## Task data

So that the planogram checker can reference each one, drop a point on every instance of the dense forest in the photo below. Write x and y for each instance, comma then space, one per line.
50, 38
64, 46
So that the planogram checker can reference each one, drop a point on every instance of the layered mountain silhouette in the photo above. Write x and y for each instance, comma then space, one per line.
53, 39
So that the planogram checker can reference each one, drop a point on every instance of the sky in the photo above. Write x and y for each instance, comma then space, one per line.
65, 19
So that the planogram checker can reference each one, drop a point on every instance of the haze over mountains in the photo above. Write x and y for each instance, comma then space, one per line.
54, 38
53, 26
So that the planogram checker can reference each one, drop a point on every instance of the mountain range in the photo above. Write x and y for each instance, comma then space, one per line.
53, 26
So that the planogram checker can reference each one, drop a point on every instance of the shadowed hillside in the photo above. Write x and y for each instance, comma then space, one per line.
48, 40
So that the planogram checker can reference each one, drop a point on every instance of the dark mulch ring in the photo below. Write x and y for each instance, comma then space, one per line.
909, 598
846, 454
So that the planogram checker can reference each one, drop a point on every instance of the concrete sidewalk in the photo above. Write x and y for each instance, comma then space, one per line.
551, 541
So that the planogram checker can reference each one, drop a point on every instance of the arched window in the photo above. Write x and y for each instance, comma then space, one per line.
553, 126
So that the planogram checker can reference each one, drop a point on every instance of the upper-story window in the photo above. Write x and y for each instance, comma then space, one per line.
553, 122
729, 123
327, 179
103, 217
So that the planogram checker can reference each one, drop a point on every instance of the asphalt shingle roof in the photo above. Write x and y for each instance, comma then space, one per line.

## Task directions
Go to the line holding "of the shadowed" in the entries above and return it, along with every line after it, exactly as written.

## Solution to the problem
So that the planogram checker can reference each one, drop a point on every instance of the shadowed hillside in the photo above. Write x and y for each instance, comma then space, one per line.
48, 40
So that the planogram checker can reference each one, drop a point on every instance of the dark mulch ring in the photo below. Write x and y for each instance, comma then space, one per line.
909, 598
846, 454
So that the planogram checker can reference each one, drop a point on every instance of the concrete sidewalk in the photo above. Write x and y for each instance, comma then space, one per line.
551, 541
So that the planogram checker can reference each one, drop a point on every instance of the arched window in the photo above. Write x and y for each instance, comma then space, one per line.
553, 126
So that the planogram checker can reference each one, drop a point on every instance of the upper-story window in the photo above. Write x and y for each instance, comma then space, one per line.
553, 122
729, 123
327, 179
103, 217
So that the planogram checker can reference each one, drop a point on every instance of the asphalt shingle roof in the photo above. Write x and y for each instance, comma then space, one per line.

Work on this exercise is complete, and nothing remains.